● **Text shown**
= = =

Lebanon’s garbage crisis didn’t really start in 2015—that’s just the year it reached Beirut and Mount Lebanon, the wealthier parts of the country.

Lebanon has never had a comprehensive waste management system that covers the entire country. While the central government contracted the companies Sukleen and Sukomi to manage solid waste for most of Beirut and Mount Lebanon under a 1997 emergency plan, municipalities in the rest of the country have been left largely to their own devices, without the resources or expertise to adequately manage their waste.

As a result, hundreds of open dumps have sprung up across Lebanon, many of which are being burned on a regular basis. But burning is not just a nuisance. It triggers Lebanon’s obligations under international law.

The right to health implications of this open burning of waste are the subject of a forthcoming Human Rights Watch report. Over the course of research, I’ve spoken with families who live close to open dumps that burned continuously for years. Many told me they have respiratory illnesses, that the smoke has at times driven them from their homes, and that they live in constant fear of the long-term health impact on them and their children. Doctors treating these residents said they believed burning was causing respiratory illnesses and that it could take years for the long-term effects to become clear—including, for example on the incidence of cancer. Meanwhile, researchers at the American University of Beirut found that burning waste during the 2015 crisis released dangerous particles in Beirut and Mount Lebanon, with potentially severe health effects.

= = =

● **Work instruction A**
According to the text on Lebanon's garbage crisis, under what arrangement did the central government contract Sukleen and Sukomi?
● **Work instruction B**
From the text on Lebanon's garbage crisis, transcribe the passage that begins at the words "Lebanon has never" and stops after "under international law.".

● **Records**
= = =

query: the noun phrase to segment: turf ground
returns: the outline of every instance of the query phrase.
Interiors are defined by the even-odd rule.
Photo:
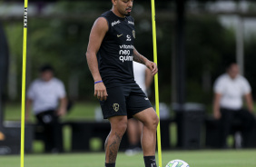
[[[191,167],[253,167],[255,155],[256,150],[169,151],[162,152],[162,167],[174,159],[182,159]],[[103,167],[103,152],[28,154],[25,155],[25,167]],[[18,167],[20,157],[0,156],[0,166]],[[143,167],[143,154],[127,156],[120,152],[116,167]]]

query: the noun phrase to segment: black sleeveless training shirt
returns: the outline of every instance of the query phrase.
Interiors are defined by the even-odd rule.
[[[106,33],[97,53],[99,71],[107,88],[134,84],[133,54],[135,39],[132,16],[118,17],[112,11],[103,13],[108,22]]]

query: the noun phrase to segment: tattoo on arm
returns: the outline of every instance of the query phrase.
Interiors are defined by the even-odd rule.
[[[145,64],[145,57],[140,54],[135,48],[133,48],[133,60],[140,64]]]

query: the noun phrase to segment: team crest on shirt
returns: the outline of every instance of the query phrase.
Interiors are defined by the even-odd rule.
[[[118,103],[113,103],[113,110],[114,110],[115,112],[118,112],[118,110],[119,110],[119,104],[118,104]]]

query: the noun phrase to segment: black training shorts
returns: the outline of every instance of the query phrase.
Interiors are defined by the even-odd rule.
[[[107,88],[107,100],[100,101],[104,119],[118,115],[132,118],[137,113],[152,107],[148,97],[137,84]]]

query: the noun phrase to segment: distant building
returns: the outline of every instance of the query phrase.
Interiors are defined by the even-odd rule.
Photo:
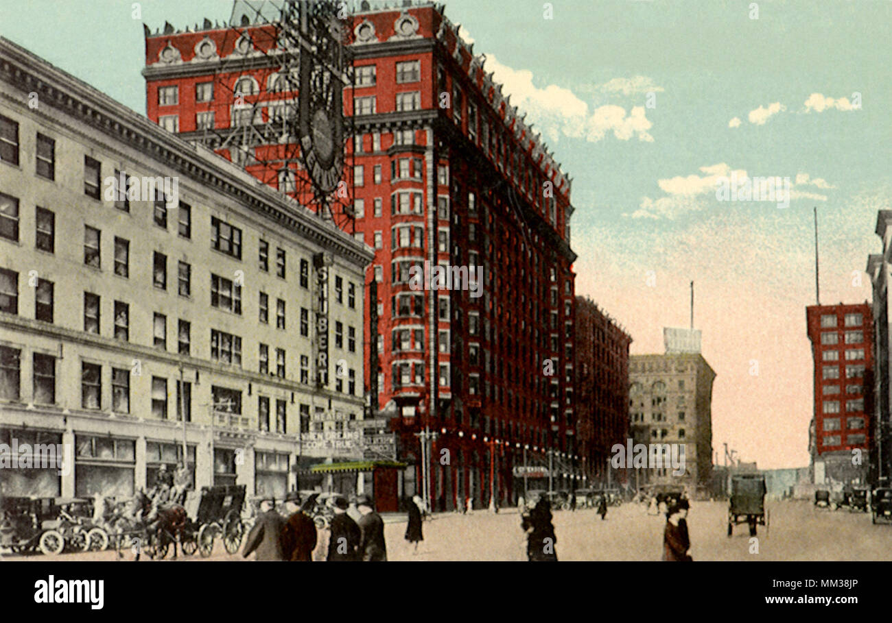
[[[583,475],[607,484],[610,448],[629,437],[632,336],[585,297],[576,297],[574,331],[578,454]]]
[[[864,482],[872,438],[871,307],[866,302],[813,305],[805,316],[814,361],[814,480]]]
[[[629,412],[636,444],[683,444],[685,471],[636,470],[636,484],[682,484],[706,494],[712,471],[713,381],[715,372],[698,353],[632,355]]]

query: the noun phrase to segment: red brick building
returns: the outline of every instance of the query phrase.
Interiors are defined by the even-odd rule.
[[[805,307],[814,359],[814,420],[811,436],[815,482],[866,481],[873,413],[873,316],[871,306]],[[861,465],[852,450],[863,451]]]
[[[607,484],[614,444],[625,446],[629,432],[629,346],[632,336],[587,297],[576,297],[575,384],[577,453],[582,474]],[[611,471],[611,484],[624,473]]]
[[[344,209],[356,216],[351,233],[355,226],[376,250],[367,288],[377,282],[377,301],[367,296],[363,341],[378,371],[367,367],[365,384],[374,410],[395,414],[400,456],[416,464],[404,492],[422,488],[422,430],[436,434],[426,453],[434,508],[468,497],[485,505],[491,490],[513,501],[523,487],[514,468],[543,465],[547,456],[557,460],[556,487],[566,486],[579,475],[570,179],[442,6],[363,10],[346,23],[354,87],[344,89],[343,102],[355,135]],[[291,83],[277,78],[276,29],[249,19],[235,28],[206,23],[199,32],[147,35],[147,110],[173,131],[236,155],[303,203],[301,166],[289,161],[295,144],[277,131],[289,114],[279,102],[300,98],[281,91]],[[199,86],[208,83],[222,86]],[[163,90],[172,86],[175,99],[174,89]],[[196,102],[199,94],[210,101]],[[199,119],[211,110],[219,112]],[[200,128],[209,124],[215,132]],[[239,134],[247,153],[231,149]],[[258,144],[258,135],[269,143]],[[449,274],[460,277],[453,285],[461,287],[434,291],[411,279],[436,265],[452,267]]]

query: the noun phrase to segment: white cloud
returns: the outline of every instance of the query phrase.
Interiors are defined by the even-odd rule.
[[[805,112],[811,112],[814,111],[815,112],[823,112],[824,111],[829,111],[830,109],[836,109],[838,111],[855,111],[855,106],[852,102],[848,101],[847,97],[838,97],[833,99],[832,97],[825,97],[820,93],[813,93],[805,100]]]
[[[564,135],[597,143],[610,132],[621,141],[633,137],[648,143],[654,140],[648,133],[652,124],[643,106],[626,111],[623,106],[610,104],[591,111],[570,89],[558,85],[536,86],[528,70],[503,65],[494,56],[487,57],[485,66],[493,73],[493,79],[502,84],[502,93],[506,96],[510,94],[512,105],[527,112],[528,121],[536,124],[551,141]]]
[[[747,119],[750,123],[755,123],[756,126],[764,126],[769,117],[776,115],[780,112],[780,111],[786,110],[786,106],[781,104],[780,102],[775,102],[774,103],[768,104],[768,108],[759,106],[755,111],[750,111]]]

= = =

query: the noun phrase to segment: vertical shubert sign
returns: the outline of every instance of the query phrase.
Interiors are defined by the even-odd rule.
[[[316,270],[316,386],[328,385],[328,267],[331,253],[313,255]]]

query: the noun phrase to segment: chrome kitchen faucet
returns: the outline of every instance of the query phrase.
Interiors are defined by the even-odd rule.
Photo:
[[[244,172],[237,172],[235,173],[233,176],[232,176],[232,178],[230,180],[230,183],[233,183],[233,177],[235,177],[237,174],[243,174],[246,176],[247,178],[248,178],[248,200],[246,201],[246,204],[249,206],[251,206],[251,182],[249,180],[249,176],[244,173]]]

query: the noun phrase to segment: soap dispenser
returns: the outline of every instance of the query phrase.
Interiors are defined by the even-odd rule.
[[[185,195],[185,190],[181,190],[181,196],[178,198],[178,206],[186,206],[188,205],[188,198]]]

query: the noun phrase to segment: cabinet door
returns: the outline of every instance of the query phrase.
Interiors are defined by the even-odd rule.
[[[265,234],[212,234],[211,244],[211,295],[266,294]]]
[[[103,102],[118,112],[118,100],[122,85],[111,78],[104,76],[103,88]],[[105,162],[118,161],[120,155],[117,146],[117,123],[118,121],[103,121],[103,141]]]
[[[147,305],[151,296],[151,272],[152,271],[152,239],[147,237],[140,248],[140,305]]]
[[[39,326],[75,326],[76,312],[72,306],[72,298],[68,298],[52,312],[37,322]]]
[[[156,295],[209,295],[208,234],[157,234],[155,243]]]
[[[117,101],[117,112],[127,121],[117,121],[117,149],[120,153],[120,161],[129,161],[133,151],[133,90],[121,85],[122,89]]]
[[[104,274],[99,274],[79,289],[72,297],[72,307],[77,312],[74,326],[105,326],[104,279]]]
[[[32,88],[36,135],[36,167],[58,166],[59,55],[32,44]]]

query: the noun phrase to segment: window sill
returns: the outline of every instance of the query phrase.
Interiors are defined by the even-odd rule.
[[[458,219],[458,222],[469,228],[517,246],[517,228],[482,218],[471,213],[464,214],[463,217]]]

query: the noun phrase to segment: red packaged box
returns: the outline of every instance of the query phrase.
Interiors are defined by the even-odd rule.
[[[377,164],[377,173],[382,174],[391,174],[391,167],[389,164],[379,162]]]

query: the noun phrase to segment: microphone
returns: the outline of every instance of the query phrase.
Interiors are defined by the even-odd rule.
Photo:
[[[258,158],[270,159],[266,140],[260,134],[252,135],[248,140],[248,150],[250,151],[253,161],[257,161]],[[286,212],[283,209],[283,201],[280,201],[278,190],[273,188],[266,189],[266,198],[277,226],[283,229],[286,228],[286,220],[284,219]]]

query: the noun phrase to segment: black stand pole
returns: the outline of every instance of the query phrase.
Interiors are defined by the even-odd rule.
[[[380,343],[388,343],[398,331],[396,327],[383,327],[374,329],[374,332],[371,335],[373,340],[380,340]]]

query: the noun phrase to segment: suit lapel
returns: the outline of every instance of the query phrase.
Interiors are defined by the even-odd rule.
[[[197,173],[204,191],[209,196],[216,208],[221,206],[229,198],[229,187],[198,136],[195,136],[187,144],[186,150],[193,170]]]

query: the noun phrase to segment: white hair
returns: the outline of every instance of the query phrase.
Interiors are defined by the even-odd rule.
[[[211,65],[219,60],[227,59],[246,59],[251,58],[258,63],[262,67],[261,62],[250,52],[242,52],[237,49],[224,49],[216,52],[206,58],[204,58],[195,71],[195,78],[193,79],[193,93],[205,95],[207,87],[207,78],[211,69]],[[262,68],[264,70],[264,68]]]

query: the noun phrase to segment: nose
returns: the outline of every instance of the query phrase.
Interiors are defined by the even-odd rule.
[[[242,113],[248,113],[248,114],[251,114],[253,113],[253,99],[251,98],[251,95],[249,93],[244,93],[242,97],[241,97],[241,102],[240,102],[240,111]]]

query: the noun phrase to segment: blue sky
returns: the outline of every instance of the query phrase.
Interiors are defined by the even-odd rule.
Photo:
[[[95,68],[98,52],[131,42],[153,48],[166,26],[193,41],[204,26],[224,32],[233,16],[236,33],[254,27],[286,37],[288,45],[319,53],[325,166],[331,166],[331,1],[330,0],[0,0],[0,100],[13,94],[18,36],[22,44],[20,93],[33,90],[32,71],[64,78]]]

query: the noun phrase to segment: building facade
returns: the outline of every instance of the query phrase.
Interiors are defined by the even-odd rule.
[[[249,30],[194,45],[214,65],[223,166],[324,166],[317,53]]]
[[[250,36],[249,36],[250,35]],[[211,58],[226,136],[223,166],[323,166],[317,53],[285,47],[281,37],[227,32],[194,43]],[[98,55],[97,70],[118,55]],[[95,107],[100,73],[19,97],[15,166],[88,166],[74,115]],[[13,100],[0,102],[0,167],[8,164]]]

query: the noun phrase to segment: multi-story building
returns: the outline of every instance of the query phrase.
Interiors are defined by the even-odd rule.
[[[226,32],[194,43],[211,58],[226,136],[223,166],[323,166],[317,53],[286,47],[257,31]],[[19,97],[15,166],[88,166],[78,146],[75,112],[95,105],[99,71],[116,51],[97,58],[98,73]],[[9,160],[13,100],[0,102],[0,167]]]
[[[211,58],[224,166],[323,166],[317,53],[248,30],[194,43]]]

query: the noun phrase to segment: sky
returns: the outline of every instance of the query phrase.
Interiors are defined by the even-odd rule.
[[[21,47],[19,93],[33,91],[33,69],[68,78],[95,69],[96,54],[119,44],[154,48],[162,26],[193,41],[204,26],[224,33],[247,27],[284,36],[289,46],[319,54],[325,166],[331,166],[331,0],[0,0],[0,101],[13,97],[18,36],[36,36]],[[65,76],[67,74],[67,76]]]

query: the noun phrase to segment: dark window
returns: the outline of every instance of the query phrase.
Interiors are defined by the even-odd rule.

= = =

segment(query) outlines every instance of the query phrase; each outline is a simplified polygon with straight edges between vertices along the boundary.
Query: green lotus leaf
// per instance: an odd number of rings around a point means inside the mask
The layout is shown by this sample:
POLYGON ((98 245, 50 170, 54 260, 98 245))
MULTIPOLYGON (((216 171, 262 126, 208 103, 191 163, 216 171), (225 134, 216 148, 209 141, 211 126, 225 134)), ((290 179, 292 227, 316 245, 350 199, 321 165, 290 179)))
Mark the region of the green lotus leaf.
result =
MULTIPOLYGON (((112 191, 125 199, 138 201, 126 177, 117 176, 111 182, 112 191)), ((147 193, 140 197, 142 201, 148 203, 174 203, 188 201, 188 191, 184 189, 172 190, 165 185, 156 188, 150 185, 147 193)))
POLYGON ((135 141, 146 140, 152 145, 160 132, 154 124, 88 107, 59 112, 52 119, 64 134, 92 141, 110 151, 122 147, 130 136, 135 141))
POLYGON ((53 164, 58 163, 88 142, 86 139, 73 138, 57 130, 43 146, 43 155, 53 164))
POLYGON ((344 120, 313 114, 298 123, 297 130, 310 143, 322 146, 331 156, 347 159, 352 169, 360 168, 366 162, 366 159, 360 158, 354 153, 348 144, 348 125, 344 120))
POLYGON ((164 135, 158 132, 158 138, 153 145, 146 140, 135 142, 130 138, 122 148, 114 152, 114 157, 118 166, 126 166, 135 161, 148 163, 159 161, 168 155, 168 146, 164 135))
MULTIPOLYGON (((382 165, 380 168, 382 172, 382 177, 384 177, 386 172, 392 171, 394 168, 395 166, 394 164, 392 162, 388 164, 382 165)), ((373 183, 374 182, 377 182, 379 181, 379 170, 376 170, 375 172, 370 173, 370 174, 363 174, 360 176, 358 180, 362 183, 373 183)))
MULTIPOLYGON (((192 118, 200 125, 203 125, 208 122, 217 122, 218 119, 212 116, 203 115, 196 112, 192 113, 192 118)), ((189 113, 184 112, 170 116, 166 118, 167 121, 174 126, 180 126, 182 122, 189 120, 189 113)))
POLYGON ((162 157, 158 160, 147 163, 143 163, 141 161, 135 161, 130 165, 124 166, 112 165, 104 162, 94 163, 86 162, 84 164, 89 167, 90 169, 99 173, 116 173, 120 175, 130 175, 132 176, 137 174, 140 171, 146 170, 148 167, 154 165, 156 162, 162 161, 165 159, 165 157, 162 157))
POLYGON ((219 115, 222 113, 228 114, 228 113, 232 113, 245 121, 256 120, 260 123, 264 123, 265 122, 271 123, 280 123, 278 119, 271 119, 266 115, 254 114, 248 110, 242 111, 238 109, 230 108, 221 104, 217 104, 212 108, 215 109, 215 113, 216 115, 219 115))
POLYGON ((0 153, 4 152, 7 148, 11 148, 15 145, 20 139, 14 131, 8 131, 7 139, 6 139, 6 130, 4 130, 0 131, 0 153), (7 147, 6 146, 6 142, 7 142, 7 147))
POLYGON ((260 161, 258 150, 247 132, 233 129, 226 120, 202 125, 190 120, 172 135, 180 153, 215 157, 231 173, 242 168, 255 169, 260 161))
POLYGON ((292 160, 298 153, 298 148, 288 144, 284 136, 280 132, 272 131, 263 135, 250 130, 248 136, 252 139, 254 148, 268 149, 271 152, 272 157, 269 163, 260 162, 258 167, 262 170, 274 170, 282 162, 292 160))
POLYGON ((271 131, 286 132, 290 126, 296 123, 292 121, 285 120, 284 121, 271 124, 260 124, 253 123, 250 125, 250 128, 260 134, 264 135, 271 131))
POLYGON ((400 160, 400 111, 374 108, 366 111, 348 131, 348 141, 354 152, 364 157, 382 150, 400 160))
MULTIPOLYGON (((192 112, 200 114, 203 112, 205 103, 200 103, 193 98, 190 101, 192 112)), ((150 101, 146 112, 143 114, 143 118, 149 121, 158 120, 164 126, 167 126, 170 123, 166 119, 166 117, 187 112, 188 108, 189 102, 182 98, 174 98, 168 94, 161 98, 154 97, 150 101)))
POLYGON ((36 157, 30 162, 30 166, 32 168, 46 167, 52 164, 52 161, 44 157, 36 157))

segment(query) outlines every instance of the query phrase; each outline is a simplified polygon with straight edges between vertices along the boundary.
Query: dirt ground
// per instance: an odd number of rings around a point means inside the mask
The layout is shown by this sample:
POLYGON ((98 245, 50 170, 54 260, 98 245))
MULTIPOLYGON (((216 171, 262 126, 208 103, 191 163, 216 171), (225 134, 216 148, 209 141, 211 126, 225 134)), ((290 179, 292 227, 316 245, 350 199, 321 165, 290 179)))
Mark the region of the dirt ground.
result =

= = =

● **Answer box A**
Under a 1997 emergency plan.

● **Answer box B**
Lebanon has never had a comprehensive waste management system that covers the entire country. While the central government contracted the companies Sukleen and Sukomi to manage solid waste for most of Beirut and Mount Lebanon under a 1997 emergency plan, municipalities in the rest of the country have been left largely to their own devices, without the resources or expertise to adequately manage their waste.

As a result, hundreds of open dumps have sprung up across Lebanon, many of which are being burned on a regular basis. But burning is not just a nuisance. It triggers Lebanon’s obligations under international law.